An exact copy of every entry is the required answer.

********

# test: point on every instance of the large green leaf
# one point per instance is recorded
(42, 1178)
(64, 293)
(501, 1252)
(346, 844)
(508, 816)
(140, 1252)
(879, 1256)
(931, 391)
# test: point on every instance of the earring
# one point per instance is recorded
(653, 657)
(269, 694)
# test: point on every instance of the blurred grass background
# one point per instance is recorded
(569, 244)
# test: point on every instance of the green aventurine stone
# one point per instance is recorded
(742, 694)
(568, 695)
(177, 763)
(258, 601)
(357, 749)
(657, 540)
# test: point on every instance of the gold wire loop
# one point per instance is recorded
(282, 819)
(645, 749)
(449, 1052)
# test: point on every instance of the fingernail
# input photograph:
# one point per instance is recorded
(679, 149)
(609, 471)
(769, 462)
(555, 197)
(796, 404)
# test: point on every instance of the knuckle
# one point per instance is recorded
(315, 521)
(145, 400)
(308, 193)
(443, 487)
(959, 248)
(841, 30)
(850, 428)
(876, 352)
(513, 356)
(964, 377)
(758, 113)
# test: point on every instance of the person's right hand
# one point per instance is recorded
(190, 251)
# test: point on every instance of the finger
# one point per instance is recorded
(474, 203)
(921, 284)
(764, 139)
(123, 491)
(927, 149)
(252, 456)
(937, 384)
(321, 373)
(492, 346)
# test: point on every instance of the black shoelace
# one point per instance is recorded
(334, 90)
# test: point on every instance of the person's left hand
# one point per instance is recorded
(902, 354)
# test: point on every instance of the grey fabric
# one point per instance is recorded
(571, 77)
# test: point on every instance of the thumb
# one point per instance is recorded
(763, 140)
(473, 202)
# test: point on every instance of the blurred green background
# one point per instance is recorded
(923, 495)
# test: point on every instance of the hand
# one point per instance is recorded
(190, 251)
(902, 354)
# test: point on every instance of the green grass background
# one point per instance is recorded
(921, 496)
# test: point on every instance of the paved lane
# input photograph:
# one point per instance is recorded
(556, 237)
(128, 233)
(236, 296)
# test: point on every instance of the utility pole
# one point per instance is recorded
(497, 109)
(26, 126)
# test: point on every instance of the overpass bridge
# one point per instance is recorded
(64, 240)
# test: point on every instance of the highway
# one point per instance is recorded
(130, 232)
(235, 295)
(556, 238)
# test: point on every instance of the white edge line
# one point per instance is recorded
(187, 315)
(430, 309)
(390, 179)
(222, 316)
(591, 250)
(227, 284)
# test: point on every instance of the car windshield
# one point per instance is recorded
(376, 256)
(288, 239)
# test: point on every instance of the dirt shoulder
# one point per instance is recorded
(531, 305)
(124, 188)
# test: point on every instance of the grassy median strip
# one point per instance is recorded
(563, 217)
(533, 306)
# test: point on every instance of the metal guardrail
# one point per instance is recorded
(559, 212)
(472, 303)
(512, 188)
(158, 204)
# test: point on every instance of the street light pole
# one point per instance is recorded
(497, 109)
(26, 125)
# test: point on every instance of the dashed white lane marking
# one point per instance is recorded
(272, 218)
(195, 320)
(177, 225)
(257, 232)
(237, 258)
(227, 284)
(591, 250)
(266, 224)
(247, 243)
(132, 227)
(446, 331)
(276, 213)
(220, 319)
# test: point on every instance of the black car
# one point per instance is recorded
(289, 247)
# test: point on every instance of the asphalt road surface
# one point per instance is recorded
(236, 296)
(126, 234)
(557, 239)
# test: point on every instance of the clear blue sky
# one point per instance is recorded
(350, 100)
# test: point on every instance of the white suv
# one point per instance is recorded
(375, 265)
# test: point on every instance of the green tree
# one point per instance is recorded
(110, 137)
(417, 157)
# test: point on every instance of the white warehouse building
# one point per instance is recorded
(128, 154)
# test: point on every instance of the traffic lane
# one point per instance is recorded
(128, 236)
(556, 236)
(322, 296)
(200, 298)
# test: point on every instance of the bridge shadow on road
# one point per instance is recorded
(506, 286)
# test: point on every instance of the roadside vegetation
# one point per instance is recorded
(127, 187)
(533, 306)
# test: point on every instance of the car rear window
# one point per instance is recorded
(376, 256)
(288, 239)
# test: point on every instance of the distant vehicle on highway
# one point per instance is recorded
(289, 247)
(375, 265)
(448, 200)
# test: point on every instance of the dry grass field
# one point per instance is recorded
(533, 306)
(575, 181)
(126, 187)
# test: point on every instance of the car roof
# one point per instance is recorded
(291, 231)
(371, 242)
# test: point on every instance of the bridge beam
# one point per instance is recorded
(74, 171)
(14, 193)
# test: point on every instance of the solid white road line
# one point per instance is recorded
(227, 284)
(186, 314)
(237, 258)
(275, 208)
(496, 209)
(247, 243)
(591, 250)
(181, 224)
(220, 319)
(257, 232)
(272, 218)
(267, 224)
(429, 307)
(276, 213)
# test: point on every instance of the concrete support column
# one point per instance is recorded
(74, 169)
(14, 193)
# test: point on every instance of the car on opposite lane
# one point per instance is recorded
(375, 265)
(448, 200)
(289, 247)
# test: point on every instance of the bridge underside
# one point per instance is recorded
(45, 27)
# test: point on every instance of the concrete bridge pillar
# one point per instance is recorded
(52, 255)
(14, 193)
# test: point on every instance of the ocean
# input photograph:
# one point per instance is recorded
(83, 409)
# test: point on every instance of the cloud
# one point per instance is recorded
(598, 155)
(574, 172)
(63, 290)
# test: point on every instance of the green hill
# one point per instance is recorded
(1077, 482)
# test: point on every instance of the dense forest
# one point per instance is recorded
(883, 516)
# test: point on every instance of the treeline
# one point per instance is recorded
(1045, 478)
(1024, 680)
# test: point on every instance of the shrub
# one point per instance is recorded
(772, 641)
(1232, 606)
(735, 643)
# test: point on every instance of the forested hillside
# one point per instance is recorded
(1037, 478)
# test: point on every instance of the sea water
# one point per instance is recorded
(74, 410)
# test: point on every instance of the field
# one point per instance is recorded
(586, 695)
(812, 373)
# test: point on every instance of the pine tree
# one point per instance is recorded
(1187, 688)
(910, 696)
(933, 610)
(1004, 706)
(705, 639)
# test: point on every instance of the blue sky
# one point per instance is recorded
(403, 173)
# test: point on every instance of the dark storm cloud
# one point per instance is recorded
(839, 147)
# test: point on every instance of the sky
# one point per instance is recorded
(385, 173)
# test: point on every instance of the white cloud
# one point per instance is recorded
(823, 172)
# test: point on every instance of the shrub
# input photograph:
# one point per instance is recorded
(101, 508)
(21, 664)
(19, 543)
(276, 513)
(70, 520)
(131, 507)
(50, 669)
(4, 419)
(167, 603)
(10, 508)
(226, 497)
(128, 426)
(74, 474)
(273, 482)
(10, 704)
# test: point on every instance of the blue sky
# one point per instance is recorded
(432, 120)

********

▶ _RESULT OF THE EXERCISE_:
# test: point on every instance of the large green leaf
# one point per instance is recorded
(42, 1178)
(64, 293)
(501, 1252)
(346, 844)
(508, 816)
(140, 1252)
(879, 1256)
(931, 391)
# test: point on every instance of the earring
# one point per instance is recorded
(653, 657)
(269, 694)
# test: point on every instance of the blurred grass background
# one point per instance is recorded
(569, 244)
# test: point on every instance of the green aventurine stone
# one point per instance is recorded
(742, 694)
(568, 695)
(177, 763)
(258, 601)
(357, 749)
(657, 540)
# test: point on every instance of the gold wire loop
# one point per instance is recorded
(282, 819)
(645, 749)
(449, 1052)
# test: point on every instance of the fingernail
# input photograph:
# one point per instance is recorded
(679, 149)
(609, 471)
(769, 462)
(555, 197)
(796, 404)
# test: point on every instance of the knuckle
# one point per instance is recorded
(315, 521)
(145, 400)
(308, 193)
(443, 487)
(959, 248)
(841, 30)
(850, 428)
(876, 352)
(513, 356)
(964, 377)
(758, 113)
# test: point on every instance of the person's right hand
# one point per instance is recorded
(190, 251)
# test: point on every instance of the finger
# one point per instance is recorded
(474, 203)
(921, 284)
(764, 139)
(123, 491)
(927, 149)
(252, 456)
(937, 384)
(321, 373)
(492, 346)
# test: point on every instance of the black shoelace
# one point per instance is recorded
(334, 90)
# test: point on every instance of the person's left hand
# one point per instance is recorded
(902, 354)
# test: point on every instance of the grey fabric
# one point per instance is recorded
(571, 77)
# test: point on every instance of the thumb
# one point per instance is recorded
(763, 140)
(473, 202)
# test: point on every instance of the blurred green background
# one point per instance is recorded
(923, 495)
# test: point on every instance of the hand
# one point per instance is recorded
(190, 251)
(902, 354)
# test: point on every instance of the green grass background
# one point per instance is recorded
(921, 496)
# test: point on every instance of the paved lane
# input photograph:
# one point per instance is recorded
(556, 237)
(128, 233)
(236, 296)
# test: point on every instance of the utility pole
# one point per instance is recorded
(497, 109)
(26, 126)
# test: point on every instance of the overpass bridge
# one point per instance is recorded
(64, 240)
# test: point on every instance of the highway
# one point per instance is recorded
(130, 232)
(235, 295)
(556, 238)
# test: point on every instance of the white edge line
# one point per instance is recorded
(187, 315)
(430, 309)
(390, 179)
(222, 316)
(591, 250)
(227, 284)
# test: point on every instance of the car windshield
# one point per instance is recorded
(376, 256)
(288, 239)
# test: point on every instance of the dirt shoulder
# one point per instance is recorded
(531, 305)
(124, 188)
# test: point on every instance of the grassy median strip
# one point per instance is recorded
(563, 217)
(533, 306)
# test: point on every instance of the metal guardrail
# one point per instance is recorded
(559, 212)
(472, 303)
(512, 188)
(158, 204)
# test: point on every instance of the street light pole
# one point per instance is recorded
(497, 109)
(26, 125)
# test: point on every instance of the dashed white lane marking
# one point per instance is recorded
(272, 218)
(195, 320)
(177, 225)
(257, 232)
(237, 258)
(227, 284)
(591, 250)
(266, 224)
(247, 243)
(132, 227)
(446, 331)
(276, 213)
(220, 319)
# test: point on every instance of the black car
# one point per instance is recorded
(289, 247)
# test: point on every instance of the asphalt road surface
# one point per instance is recorded
(236, 296)
(126, 234)
(557, 239)
# test: point on every instance of the clear blue sky
# one point per instance is recorded
(350, 100)
# test: point on every instance of the white suv
# one point per instance is recorded
(375, 265)
# test: point on every instance of the green tree
# one point per instance is recorded
(110, 137)
(417, 157)
# test: point on every instance of the white warehouse building
# one point per instance is recorded
(128, 154)
# test: point on every instance of the traffic lane
# one point per instance is recorded
(128, 236)
(556, 236)
(322, 296)
(200, 298)
# test: point on every instance of the bridge shadow on road
# one point per instance is recorded
(506, 286)
# test: point on every instance of the roadside vegetation
# one point per instance is recorded
(127, 187)
(533, 306)
# test: point on every instance of the car rear window
# one point per instance is recorded
(376, 256)
(288, 239)
# test: point on every instance of the distant vehicle on highway
# one point per instance is recorded
(289, 247)
(375, 265)
(448, 200)
# test: point on every instance of the dry grass field
# one point per instance is recorded
(533, 306)
(575, 181)
(126, 187)
# test: point on every instance of the car roof
# one point per instance is recorded
(291, 231)
(371, 242)
# test: point on every instance of the bridge beam
# one point per instance is recorded
(74, 171)
(14, 193)
# test: point on every instance of the solid white road line
# one point per instance is recorded
(227, 284)
(186, 314)
(237, 258)
(275, 208)
(496, 209)
(247, 243)
(591, 250)
(181, 224)
(220, 319)
(257, 232)
(272, 218)
(267, 224)
(429, 307)
(276, 213)
# test: point on every instance of the concrete support column
# one point per instance is recorded
(74, 169)
(14, 193)
# test: point on every instance of the car on opposite lane
# one point per instance is recorded
(375, 265)
(448, 200)
(289, 247)
# test: point on every instance of the bridge underside
# one point per instance is recorded
(45, 27)
# test: point on every instance of the concrete bridge pillar
# one point per instance is recorded
(52, 255)
(14, 193)
# test: point on every instance of the ocean
# input photograph:
# one point per instance is recorded
(83, 409)
# test: point on every instance of the cloud
# one point per instance is recorded
(598, 155)
(574, 172)
(63, 290)
# test: point on every instance of the green hill
# one point per instance is recorded
(1077, 482)
# test: point on every instance of the dense forest
# one point per instance is recorded
(883, 516)
# test: point on every instance of the treeline
# one point per instance is recorded
(1045, 478)
(1024, 680)
# test: point on every instance of the shrub
# one point per instance is recorded
(772, 641)
(1232, 606)
(735, 643)
# test: point on every instance of the forested hillside
# one point per instance is recorded
(1037, 478)
# test: point on every instance of the sea water
# one point per instance is recorded
(74, 410)
# test: point on every instance of the field
# one point per instance is recorded
(586, 695)
(812, 373)
# test: point on every instance of the pine tree
# one point per instance is recorded
(1187, 688)
(910, 696)
(933, 610)
(1004, 706)
(705, 639)
# test: point on every instance of the blue sky
# one point per instance is recorded
(403, 173)
# test: point on every instance of the dark storm cloud
# one point per instance is recorded
(839, 147)
# test: point on every instance of the sky
# one point per instance is recorded
(385, 173)
# test: point on every instance of the white cloud
# one point per instance is recorded
(823, 172)
# test: point on every instance of the shrub
# input photograph:
# one point per instance is recorded
(101, 508)
(21, 664)
(19, 543)
(276, 513)
(70, 520)
(131, 507)
(50, 669)
(4, 419)
(167, 603)
(10, 508)
(226, 497)
(128, 426)
(74, 474)
(273, 482)
(10, 704)
# test: point on every instance of the blue sky
# one point per instance is recorded
(432, 120)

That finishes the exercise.